> [Short problem A]:
Begin at the line of the records that contains "In the picture above, where can the clock dial" and continue through the end of the records. Reproduce only those lines, requests included, with each coordinate in the answers multiplied by 1.8 and rounded to the nearest whole number (halves round up).

# Canada vs ISIL:  War vs fight? (split fm Politics in 2016)



## The Bread Guy (23 Mar 2016)

Interesting messaging/nuancing on the fight against ISIS/ISIL/Daesh by the PM and his foreign minister - highlights mine ...


> *The Liberal government says Canada is not at war with Islamic militants* -- a view not shared by ally France.
> 
> Prime Minister Justin Trudeau and Foreign Affairs Minister Stephane Dion rejected the "at war" label just one day after the bombings in Brussels that killed more than 30 people and injured 270.
> 
> ...


 op:


----------



## jollyjacktar (23 Mar 2016)

Break out the kazoos, we're at Kumbaya.  :

Cry Havoc, and let slip the care bears of... Non confrontational confrontation.


----------



## cavalryman (23 Mar 2016)

jollyjacktar said:
			
		

> Break out the kazoos, we're at Kumbaya.  :
> 
> Cry Havoc, and let slip the care bears of... Non confrontational confrontation.


Considering the 70s have called and want their budget back, perhaps we should be thinking Teletubbies >


----------



## jollyjacktar (23 Mar 2016)

> [Records supplied]:
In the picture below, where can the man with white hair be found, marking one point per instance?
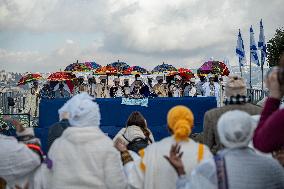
(237, 166)
(84, 157)
(236, 99)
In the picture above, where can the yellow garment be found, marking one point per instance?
(180, 121)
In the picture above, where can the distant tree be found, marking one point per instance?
(274, 47)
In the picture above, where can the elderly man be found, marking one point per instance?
(160, 88)
(235, 92)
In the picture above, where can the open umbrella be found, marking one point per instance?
(66, 77)
(106, 70)
(61, 76)
(164, 68)
(120, 66)
(29, 78)
(184, 73)
(135, 70)
(92, 65)
(213, 67)
(78, 67)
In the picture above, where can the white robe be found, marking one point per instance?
(85, 158)
(17, 162)
(159, 174)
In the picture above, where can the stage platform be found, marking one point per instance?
(114, 114)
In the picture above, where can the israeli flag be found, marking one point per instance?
(240, 50)
(253, 49)
(261, 44)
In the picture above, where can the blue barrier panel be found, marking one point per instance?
(114, 114)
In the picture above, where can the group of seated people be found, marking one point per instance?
(173, 86)
(246, 151)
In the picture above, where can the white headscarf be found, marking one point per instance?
(83, 111)
(235, 129)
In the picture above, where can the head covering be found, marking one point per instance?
(235, 86)
(235, 129)
(103, 77)
(180, 121)
(83, 111)
(159, 78)
(116, 80)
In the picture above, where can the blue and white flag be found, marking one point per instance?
(261, 44)
(240, 50)
(253, 49)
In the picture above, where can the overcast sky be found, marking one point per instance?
(46, 35)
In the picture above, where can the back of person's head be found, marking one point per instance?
(82, 110)
(180, 121)
(234, 86)
(281, 71)
(137, 119)
(235, 129)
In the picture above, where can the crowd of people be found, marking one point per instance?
(242, 147)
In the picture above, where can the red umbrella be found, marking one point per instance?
(61, 76)
(106, 70)
(29, 78)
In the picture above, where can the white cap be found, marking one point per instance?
(178, 77)
(159, 78)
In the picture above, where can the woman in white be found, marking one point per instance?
(153, 171)
(84, 157)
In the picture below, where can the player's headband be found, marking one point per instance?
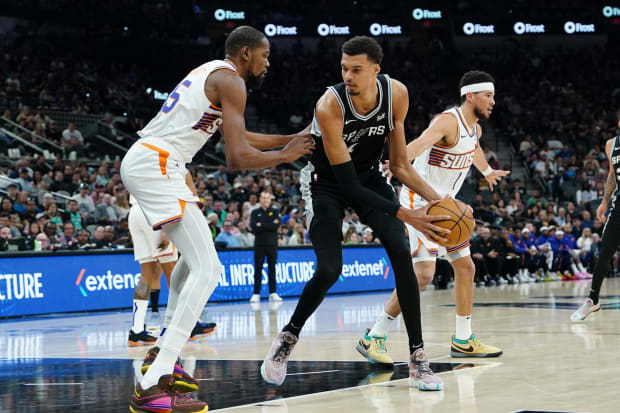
(478, 87)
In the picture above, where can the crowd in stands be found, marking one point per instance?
(540, 227)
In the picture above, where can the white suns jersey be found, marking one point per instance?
(445, 168)
(187, 119)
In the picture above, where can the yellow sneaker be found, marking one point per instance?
(374, 350)
(473, 348)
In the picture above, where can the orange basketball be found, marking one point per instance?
(461, 221)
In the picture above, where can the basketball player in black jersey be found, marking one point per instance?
(351, 124)
(611, 233)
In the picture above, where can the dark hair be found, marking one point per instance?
(474, 76)
(363, 45)
(242, 36)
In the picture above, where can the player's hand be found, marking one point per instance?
(494, 177)
(600, 212)
(387, 172)
(298, 147)
(420, 220)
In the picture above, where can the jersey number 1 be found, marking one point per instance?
(166, 108)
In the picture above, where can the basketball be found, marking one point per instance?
(461, 221)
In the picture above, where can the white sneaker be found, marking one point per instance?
(584, 310)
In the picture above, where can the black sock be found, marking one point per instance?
(594, 296)
(292, 329)
(155, 301)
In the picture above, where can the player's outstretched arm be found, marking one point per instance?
(239, 153)
(329, 117)
(399, 164)
(610, 185)
(262, 141)
(442, 129)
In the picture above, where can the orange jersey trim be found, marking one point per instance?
(166, 255)
(163, 156)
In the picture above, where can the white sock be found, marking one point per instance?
(177, 281)
(463, 327)
(193, 239)
(139, 313)
(382, 325)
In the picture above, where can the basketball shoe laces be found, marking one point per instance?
(283, 352)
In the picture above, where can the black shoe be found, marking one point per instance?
(202, 329)
(140, 339)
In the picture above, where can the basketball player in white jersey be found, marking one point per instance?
(149, 248)
(209, 97)
(443, 155)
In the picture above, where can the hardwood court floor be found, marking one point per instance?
(81, 362)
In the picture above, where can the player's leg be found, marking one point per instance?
(259, 260)
(372, 345)
(192, 237)
(464, 342)
(137, 335)
(183, 381)
(609, 244)
(326, 210)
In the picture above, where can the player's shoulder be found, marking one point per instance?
(329, 102)
(225, 74)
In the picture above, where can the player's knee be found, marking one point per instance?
(424, 278)
(398, 246)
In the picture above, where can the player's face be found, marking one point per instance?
(259, 63)
(483, 104)
(358, 73)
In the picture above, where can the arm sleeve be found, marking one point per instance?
(353, 190)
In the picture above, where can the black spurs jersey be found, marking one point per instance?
(364, 136)
(615, 163)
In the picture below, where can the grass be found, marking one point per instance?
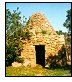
(34, 71)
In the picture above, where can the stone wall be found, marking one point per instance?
(42, 34)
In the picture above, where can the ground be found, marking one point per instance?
(36, 71)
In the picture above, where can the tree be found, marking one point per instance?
(14, 35)
(67, 22)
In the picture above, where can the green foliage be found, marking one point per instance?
(67, 22)
(34, 71)
(14, 35)
(66, 35)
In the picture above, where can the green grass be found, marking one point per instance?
(33, 71)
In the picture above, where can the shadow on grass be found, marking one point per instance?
(58, 61)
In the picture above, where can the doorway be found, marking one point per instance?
(40, 54)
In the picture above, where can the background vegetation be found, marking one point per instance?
(15, 33)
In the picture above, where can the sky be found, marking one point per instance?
(55, 12)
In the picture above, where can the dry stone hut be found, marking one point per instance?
(44, 41)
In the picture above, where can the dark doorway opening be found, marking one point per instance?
(40, 54)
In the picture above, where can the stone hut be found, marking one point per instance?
(44, 41)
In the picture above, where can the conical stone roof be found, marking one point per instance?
(38, 23)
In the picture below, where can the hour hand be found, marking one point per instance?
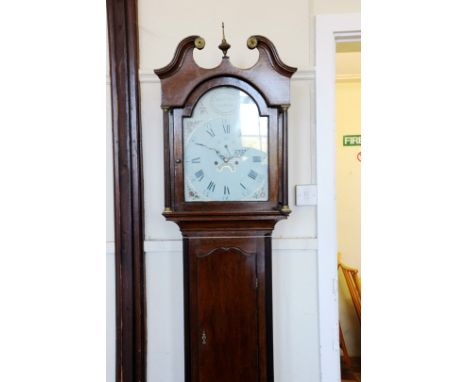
(211, 148)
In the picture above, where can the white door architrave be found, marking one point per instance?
(329, 30)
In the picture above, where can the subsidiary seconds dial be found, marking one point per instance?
(226, 149)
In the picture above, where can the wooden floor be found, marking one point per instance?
(351, 373)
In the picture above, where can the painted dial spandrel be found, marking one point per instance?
(226, 149)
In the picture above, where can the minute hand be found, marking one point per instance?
(211, 148)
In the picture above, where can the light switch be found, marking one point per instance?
(306, 195)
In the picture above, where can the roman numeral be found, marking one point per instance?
(199, 175)
(252, 175)
(211, 186)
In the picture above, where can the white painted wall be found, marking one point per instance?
(290, 26)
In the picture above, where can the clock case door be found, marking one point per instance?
(228, 316)
(273, 144)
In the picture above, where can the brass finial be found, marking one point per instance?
(224, 46)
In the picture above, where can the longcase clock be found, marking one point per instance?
(226, 186)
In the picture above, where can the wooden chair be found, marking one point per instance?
(353, 282)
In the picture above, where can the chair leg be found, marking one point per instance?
(343, 347)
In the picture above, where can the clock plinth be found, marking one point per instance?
(226, 186)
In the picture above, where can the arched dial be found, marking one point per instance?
(226, 148)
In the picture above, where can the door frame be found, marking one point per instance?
(329, 29)
(122, 27)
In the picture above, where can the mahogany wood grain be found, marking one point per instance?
(128, 192)
(227, 245)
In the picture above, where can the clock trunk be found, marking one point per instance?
(226, 222)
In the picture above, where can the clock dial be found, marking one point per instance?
(226, 148)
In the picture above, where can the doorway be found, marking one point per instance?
(348, 198)
(329, 30)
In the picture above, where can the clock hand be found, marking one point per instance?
(211, 148)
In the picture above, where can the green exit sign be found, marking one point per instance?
(352, 140)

> [Short problem B]:
Answer these questions about the forum thread, one per line:
(i) Which ally does not share the Liberal government's view that Canada is not at war with Islamic militants?
(ii) How many people were injured in the Brussels bombings?
(iii) According to cavalryman, which decade has called and wants its budget back?

> [Full answer A]:
In the picture above, where can the clock dial be found, marking one point per instance?
(407, 266)
In the picture above, where can the doorway be found, marking one point per instance?
(626, 356)
(592, 54)
In the picture above, where can the clock hand be found, marking one point per instance?
(380, 266)
In the picture above, where can the green exit sign be found, marking one point per instance?
(634, 252)

> [Full answer B]:
(i) France
(ii) 270
(iii) The 70s